PASSAGE GIVEN |
"""
# Creaming butter manually



## kokopuffs (Aug 4, 2000)

It's the first time I ever done this and geeeeezzzz, are my hands tired from creaming 4 oz (1 stick) of butter with 2 oz of sugar. MY HANDS ACHE. I'm using Ruhlmans recipe for sugar cookies using the 1:2:3 ratio of sugar:butter:flour. My hands ache. Just an observation! I'm tired! /img/vbsmilies/smilies/smoking.gif

Would a small and reliable mixer work here?


----------



## siduri (Aug 13, 2006)

Why are you doing this by hand, kokopuffs? If you have a mixer. I';ve done it often because i often cook at other people's houses who don;t have mixers, and also i didn;t have a mixer the first years here, and i made everything by hand. I have very strong hands, though.

I learned some tricks, which i can share.

I never (i mean never) plan in advance enough to keep the butter out to room temp. So i would always heat the bowl by running hot water on the underside of it (not getting any inside).

Then i'd begin by squashing the butter with a fork, or cutting it up, and then squashing it with a fork.

If you have a microwave with a watt setting, set it to 90 and get the butter soft that way, but i only got a micro about ten years ago.

when the butter is somewhat squashed against the bowl, hold it sideways so the hot water runs over the bottom only, or put it a moment quickly into a pot of hot water, like a bain marie, but only for a second. It will melt a little of it but you mix them together and it becomes soft butter.
"""
EXCERPTED DATA |
"""
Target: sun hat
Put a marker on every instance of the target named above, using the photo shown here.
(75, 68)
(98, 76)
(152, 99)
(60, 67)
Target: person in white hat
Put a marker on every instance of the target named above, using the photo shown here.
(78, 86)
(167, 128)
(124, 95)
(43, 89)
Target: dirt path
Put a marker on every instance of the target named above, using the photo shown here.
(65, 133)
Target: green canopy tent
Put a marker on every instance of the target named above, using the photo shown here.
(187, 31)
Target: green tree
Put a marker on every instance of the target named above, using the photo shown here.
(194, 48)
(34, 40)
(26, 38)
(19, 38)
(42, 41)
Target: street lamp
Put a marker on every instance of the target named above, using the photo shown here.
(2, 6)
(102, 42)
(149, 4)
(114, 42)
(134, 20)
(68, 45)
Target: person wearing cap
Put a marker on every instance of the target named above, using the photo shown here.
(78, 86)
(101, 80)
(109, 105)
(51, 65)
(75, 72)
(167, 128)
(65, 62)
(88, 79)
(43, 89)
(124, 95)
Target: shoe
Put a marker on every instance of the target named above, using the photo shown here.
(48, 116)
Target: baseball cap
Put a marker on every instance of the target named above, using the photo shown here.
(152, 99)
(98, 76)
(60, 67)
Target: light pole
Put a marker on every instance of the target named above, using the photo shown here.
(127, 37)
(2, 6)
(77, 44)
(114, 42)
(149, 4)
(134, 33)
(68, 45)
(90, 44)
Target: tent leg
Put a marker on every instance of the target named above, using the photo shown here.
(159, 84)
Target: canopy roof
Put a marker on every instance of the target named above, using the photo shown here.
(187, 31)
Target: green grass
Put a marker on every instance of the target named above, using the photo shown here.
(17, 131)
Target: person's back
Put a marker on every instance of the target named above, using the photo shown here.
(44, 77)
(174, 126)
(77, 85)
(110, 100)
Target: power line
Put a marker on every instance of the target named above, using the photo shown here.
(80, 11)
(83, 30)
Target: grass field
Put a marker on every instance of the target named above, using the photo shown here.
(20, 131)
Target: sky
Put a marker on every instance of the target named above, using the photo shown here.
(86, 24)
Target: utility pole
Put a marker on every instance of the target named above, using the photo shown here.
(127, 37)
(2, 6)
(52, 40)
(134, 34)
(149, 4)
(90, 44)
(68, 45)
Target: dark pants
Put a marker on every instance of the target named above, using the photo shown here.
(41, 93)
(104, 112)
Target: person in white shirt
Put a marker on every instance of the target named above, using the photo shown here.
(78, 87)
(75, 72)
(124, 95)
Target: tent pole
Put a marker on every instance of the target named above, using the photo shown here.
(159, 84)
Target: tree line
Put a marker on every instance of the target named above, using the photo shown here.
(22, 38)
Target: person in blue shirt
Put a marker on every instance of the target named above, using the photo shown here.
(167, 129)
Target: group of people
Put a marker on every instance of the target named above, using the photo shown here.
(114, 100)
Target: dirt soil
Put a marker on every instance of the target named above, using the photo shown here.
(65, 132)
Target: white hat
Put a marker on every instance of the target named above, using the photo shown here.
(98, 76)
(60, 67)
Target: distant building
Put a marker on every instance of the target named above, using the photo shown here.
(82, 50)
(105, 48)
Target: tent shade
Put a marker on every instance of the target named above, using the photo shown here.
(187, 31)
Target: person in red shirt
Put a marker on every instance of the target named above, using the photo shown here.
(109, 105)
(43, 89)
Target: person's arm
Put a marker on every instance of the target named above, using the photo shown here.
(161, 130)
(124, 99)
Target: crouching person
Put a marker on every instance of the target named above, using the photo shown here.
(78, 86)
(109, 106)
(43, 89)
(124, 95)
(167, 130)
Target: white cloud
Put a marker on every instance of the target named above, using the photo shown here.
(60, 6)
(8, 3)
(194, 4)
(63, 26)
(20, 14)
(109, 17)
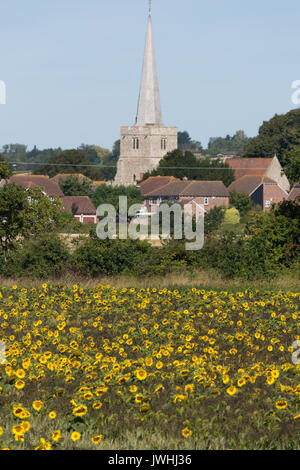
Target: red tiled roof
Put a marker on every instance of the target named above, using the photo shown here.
(249, 166)
(295, 192)
(79, 205)
(248, 183)
(50, 187)
(155, 182)
(191, 189)
(64, 176)
(206, 189)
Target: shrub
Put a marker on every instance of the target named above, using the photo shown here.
(39, 258)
"""
PARTS OF THE EXERCISE |
A. From the forum thread on creaming butter by hand, return the portion that begins at the words "It's the first" and stops after the words "strong hands, though.".
B. Write the next part of the forum thread on creaming butter by hand, picking up after its last sentence.
The material has no connection to the forum thread on creaming butter by hand.

ANSWERS TO EACH TASK |
A.
It's the first time I ever done this and geeeeezzzz, are my hands tired from creaming 4 oz (1 stick) of butter with 2 oz of sugar. MY HANDS ACHE. I'm using Ruhlmans recipe for sugar cookies using the 1:2:3 ratio of sugar:butter:flour. My hands ache. Just an observation! I'm tired! /img/vbsmilies/smilies/smoking.gif

Would a small and reliable mixer work here?


----------



## siduri (Aug 13, 2006)

Why are you doing this by hand, kokopuffs? If you have a mixer. I';ve done it often because i often cook at other people's houses who don;t have mixers, and also i didn;t have a mixer the first years here, and i made everything by hand. I have very strong hands, though.

B.
Then (THIS IS VERY IMPORTANT) *don't beat by hand on a kitchen counter, or your arms will ache more. Put the bowl on the kitchen table, *that way your arms are not raised and you don;t have to hold them up as you beat, making it doubly hard work.

Sometimes i whip cream or egg whjites by hand just not to bother with the mixer, or if the bowl of the mixer is dirty or being used. But always on the kitchen table)


----------



## kokopuffs (Aug 4, 2000)

@Siduri:  thanks for the tips and I sold my mixer long ago since it wasn't being used at the time.


----------



## siduri (Aug 13, 2006)

Since it seems you're doing a lot of baking lately, you might want to get even a cheaper hand held one. Or, you could keep beating by hand and then develop some fine hand and arm muscles and win an arm wrestling contest or something. I sometimes think, as i carry ten heavy shopping bags from the store to the house, that people pay lots of money to lift weights, and if they wanted they could pay ME to carry the shopping and i'd give them a discount. Heck, i'd even let them do it for free! Put an ad at the local gym - free arm and hand strengthening exercises. /img/vbsmilies/smilies/smile.gif


----------



## chefedb (Apr 3, 2010)

Try a food processor


----------



## kokopuffs (Aug 4, 2000)

I wished that I never sold my Kenwood mixer. /img/vbsmilies/smilies/eek.gif

And thanks for all of the tips.

Yes, I allowed my butter to reach room temperature overnight on the countertop.
I find creaming butter more easily achieved using a bowl with vertical as opposed to slant walls.
I'm considering a small mixer or even food processor just for making occasional whipped cream and creaming butters and I realize that the food processor doesn't make whipped cream (that I know of)
Again thanks.


----------



## soesje (Dec 6, 2012)

yes my food processor makes whipped cream, it comes with a bowl with attachments for doing so.

but I do everything by hand......even at my job....


----------



## kokopuffs (Aug 4, 2000)

chefedb said:


> Try a food processor


Which brand or model do you recommend for home use?


----------



## siduri (Aug 13, 2006)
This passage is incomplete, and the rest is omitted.